[Point localization data]
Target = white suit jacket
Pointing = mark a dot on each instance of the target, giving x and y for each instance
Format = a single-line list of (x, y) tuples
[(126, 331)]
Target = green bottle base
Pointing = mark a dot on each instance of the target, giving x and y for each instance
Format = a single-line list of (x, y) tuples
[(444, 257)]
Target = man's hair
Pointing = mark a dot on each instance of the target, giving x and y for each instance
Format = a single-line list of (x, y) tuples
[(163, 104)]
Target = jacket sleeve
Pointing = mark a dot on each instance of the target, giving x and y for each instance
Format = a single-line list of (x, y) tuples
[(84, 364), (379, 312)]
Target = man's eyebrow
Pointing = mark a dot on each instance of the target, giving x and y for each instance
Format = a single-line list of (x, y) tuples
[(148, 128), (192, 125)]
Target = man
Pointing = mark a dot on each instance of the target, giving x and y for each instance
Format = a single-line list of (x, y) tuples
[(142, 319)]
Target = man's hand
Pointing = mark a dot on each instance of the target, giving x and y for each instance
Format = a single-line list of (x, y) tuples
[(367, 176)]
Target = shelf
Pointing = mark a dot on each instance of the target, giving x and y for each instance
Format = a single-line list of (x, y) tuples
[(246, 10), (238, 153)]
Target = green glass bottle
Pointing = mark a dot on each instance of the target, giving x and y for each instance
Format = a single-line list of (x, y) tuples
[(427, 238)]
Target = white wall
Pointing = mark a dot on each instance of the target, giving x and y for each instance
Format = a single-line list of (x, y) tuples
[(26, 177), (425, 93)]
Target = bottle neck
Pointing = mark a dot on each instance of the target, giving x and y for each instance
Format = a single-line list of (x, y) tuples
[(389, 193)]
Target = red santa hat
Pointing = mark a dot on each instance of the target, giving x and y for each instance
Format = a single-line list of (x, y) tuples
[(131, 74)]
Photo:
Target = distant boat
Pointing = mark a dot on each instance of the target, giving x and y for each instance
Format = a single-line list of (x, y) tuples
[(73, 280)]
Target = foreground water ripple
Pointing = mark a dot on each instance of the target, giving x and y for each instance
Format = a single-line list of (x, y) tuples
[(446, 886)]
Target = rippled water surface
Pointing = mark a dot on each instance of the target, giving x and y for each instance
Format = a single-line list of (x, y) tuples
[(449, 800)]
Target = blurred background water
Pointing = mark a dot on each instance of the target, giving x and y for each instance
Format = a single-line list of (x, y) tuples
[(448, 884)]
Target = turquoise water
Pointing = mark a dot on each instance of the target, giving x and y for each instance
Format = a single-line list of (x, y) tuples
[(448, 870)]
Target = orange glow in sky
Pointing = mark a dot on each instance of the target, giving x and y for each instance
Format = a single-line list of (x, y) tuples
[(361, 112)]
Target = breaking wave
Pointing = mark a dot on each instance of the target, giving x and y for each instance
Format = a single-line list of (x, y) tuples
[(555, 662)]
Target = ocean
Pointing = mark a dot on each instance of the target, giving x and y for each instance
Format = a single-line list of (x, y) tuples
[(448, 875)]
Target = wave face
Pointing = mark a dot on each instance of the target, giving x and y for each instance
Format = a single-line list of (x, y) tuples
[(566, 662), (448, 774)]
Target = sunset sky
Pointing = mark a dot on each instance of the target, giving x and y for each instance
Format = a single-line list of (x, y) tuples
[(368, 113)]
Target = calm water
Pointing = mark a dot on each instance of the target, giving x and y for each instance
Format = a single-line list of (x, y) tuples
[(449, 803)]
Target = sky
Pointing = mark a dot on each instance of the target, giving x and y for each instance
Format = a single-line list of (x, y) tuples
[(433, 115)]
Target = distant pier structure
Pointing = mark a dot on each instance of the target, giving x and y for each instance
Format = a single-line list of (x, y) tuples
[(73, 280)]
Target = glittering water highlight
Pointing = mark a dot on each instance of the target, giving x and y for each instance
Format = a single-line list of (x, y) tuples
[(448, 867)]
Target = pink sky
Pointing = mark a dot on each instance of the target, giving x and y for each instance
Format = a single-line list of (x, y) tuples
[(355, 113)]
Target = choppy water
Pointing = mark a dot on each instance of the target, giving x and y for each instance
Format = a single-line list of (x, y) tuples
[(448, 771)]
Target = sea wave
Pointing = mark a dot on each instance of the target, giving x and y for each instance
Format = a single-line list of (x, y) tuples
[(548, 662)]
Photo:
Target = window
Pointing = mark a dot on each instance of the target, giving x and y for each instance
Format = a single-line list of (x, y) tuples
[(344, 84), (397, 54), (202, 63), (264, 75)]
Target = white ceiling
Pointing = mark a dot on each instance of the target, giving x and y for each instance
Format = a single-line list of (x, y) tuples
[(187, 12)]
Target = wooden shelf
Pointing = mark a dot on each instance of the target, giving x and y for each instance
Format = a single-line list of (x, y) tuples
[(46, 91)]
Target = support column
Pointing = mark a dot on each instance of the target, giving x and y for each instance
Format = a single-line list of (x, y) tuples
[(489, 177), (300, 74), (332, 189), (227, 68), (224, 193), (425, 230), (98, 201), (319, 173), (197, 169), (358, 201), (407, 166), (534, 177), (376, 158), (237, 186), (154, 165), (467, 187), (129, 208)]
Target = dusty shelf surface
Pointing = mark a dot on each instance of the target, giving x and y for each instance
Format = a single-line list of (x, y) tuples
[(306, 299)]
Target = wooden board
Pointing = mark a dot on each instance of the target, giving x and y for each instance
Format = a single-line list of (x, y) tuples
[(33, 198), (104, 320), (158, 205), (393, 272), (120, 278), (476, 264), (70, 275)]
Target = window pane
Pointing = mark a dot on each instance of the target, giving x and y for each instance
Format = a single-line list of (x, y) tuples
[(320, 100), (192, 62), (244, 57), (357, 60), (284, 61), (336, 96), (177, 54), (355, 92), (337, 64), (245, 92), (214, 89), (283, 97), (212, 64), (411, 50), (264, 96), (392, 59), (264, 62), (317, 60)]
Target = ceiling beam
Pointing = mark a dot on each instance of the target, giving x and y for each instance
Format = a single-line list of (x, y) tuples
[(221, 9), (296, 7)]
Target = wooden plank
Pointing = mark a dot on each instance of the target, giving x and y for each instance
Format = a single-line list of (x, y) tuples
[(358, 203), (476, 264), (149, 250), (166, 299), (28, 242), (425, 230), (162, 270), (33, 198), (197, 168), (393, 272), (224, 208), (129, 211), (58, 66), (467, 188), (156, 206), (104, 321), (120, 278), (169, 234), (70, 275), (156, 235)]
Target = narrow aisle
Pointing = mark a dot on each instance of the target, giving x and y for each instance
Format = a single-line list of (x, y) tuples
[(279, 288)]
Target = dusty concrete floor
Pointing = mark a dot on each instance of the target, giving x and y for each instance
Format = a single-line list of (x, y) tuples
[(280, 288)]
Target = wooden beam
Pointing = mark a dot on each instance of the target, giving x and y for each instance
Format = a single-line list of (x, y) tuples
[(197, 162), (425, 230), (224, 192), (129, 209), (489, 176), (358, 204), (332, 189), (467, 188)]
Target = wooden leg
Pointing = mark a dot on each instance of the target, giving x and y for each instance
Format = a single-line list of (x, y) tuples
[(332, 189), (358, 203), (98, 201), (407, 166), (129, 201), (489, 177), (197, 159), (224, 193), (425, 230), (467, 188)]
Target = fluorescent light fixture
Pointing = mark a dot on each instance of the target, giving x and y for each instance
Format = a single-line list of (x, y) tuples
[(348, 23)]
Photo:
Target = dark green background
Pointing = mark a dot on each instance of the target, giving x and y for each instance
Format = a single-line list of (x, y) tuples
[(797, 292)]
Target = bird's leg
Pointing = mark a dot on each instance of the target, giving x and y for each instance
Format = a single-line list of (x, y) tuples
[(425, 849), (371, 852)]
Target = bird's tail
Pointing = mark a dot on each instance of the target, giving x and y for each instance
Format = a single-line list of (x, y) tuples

**PROBLEM TO WORK ON:** Copy out the data shown above without altering anything.

**RESPONSE TO THIS TASK:**
Target = white suit jacket
Pointing = mark a dot on each instance of the target, giving x and y for each instance
Format = a single-line list of (x, y) tuples
[(126, 331)]
Target = green bottle base
Pointing = mark a dot on each instance of the target, giving x and y for each instance
Format = a single-line list of (x, y) tuples
[(444, 257)]
Target = man's hair
Pointing = mark a dot on each instance of the target, giving x and y for each instance
Format = a single-line list of (x, y) tuples
[(163, 104)]
Target = jacket sleeve
Pointing = mark a dot on each instance of the target, giving x and y for each instance
Format = a single-line list of (x, y) tuples
[(84, 364), (379, 312)]
Target = man's eyebrow
Pointing = mark a dot on each instance of the target, giving x and y for each instance
Format = a single-line list of (x, y) tuples
[(148, 128), (192, 125)]
Target = man
Pointing = mark a dot on each instance of the target, giving x and y for each instance
Format = a single-line list of (x, y) tuples
[(142, 319)]
Target = man's hand
Pointing = mark a dot on each instance of the target, giving x and y for each instance
Format = a single-line list of (x, y) tuples
[(367, 176)]
Target = shelf
Pointing = mark a dot on each instance of the target, giving x and y for each instance
Format = a single-line list of (x, y) tuples
[(246, 10), (238, 153)]
Target = green glass bottle
Pointing = mark a dot on each instance of the target, giving x and y for each instance
Format = a single-line list of (x, y) tuples
[(427, 238)]
Target = white wall
Pointing = mark a dot on each instance of the target, giving x and y for each instance
Format = a single-line list of (x, y) tuples
[(26, 177), (425, 93)]
Target = bottle neck
Pointing = mark a dot on each instance of the target, giving x and y for each instance
Format = a single-line list of (x, y) tuples
[(389, 193)]
Target = red santa hat
Pointing = mark a dot on each instance of the target, giving x and y for each instance
Format = a single-line list of (x, y) tuples
[(131, 74)]
Photo:
Target = distant boat
Pointing = mark a dot on each instance of the target, giving x and y for each instance
Format = a single-line list of (x, y) tuples
[(73, 280)]
Target = foreground water ripple
Pointing = mark a dot on each instance of the target, giving x and y for each instance
Format = a single-line list of (x, y) tuples
[(446, 886)]
Target = rippled water surface
Pointing = mark a dot on each instance of the target, giving x and y for each instance
Format = a single-line list of (x, y) tuples
[(449, 800)]
Target = blurred background water
Pointing = mark a dot on each instance of the target, giving x and y for each instance
Format = a single-line list of (x, y) tuples
[(448, 884)]
Target = turquoise water
Pointing = mark a dot on each instance of the target, giving x and y for each instance
Format = a single-line list of (x, y) tuples
[(448, 870)]
Target = orange glow in sky
Pointing = mark a dot on each instance of the target, giving x and y for each instance
Format = a single-line list of (x, y) tuples
[(361, 112)]
Target = breaking wave
Pointing = mark a dot on each instance of the target, giving x and y for each instance
Format = a single-line list of (x, y) tuples
[(555, 662)]
Target = ocean
Pointing = mark a dot on each instance of the target, giving x and y for each instance
Format = a single-line list of (x, y) tuples
[(448, 875)]
Target = wave face
Pointing = mark a dot on each instance of the target, giving x and y for each instance
Format = a single-line list of (x, y) tuples
[(566, 662), (448, 774)]
Target = sunset sky
Pointing = mark a dot on each instance of the target, giving x and y for each instance
Format = a single-line list of (x, y) tuples
[(368, 113)]
Target = calm water
Pointing = mark a dot on each instance of the target, giving x and y for each instance
Format = a single-line list of (x, y) tuples
[(449, 803)]
Target = sky
Pointing = mark a dot on each instance of the target, giving x and y for each instance
Format = a single-line list of (x, y) tuples
[(433, 115)]
Target = distant pier structure
Pointing = mark a dot on each instance of the target, giving x and y for each instance
Format = a single-line list of (x, y) tuples
[(73, 280)]
Target = glittering water highlight
Pointing = mark a dot on each instance of the target, giving x and y for each instance
Format = a single-line list of (x, y) tuples
[(448, 867)]
Target = pink sky
Pointing = mark a dot on each instance of the target, giving x and y for each instance
Format = a single-line list of (x, y) tuples
[(355, 113)]
Target = choppy water
Pointing = mark a dot on each instance of the target, giving x and y for each instance
Format = a single-line list of (x, y) tuples
[(448, 771)]
Target = sea wave
Pointing = mark a dot on each instance of the target, giving x and y for each instance
Format = a single-line list of (x, y) tuples
[(548, 662)]
Photo:
Target = window
Pointing = mark a dot on each instance of the target, giving x and y for each instance
Format = a single-line list of (x, y) tuples
[(344, 84), (397, 54), (202, 63), (264, 75)]
Target = white ceiling
Pointing = mark a dot on each instance of the target, giving x and y for each instance
Format = a single-line list of (x, y) tuples
[(187, 12)]
Target = wooden shelf
Pointing = mark a dot on each instance of the target, giving x and y for each instance
Format = a single-line list of (x, y) tuples
[(46, 91)]
Target = support column
Pointing = mark a dot on each instance of the target, giving x and y for each instance
Format = a single-line list of (x, y) tuples
[(489, 177), (300, 74), (332, 189), (227, 68), (224, 193), (425, 230), (98, 201), (319, 173), (197, 169), (358, 201), (407, 166), (534, 177), (376, 158), (237, 186), (154, 165), (467, 187), (129, 208)]
Target = dusty shelf surface
Pointing = mark a dot on each instance of the target, giving x and y for each instance
Format = a single-line list of (x, y) tuples
[(306, 299)]
Target = wooden board
Pointing = mark a dot on each instance of the target, giving x and y for each instance
Format = a single-line list of (x, y) tuples
[(33, 198), (104, 320), (158, 205), (393, 272), (120, 278), (476, 264), (70, 275)]
Target = window pane
Pointing = mark a dot on each instance of the target, giving x and y for each instance
Format = a single-line list of (x, y) tuples
[(320, 100), (192, 62), (244, 57), (357, 60), (284, 61), (336, 96), (177, 54), (355, 92), (337, 64), (245, 92), (214, 89), (283, 97), (212, 64), (411, 50), (264, 96), (392, 59), (264, 62), (317, 60)]
Target = ceiling beam
Pointing = mark a dot on each instance of the target, giving x and y for each instance
Format = a single-line list of (x, y) tuples
[(221, 9), (296, 7)]
Target = wooden plank
Pointing = mark a dot on each instance of the target, giving x and y for each instance
Format = a single-line list of (x, y) tuples
[(358, 203), (476, 264), (149, 250), (166, 299), (28, 242), (425, 230), (162, 270), (33, 198), (197, 168), (393, 272), (224, 208), (129, 211), (58, 66), (467, 188), (156, 206), (104, 321), (120, 278), (169, 234), (70, 275), (156, 235)]
Target = narrow aisle
Pointing = mark a dot on each instance of the target, giving x and y for each instance
Format = a single-line list of (x, y) tuples
[(279, 288)]
Target = dusty concrete floor
Pointing = mark a dot on each instance of the target, giving x and y for each instance
Format = a single-line list of (x, y) tuples
[(280, 288)]
Target = wooden beam
Pointing = mark a dot on each instance of the target, giving x and y for each instance
Format = a single-line list of (x, y) tuples
[(197, 162), (425, 230), (224, 192), (129, 209), (489, 176), (358, 204), (332, 189), (467, 188)]
Target = wooden leg
Pointing = mark a dot on each instance of the target, giving x and y for each instance
Format = a single-line list of (x, y) tuples
[(332, 189), (358, 203), (98, 201), (407, 166), (129, 201), (489, 177), (197, 159), (224, 193), (425, 230), (467, 188)]
Target = fluorescent light fixture
Pointing = mark a dot on each instance of the target, giving x and y for each instance
Format = a single-line list of (x, y) tuples
[(348, 23)]
Photo:
Target = dark green background
Pointing = mark a dot on each instance of the target, giving x and y for each instance
Format = a single-line list of (x, y) tuples
[(797, 292)]
Target = bird's leg
Pointing = mark a dot on each instance of the target, giving x and y for each instance
Format = a single-line list of (x, y) tuples
[(425, 849), (371, 852)]
Target = bird's tail
Pointing = mark a dot on each instance of the target, giving x and y for each instance
Format = a single-line list of (x, y) tuples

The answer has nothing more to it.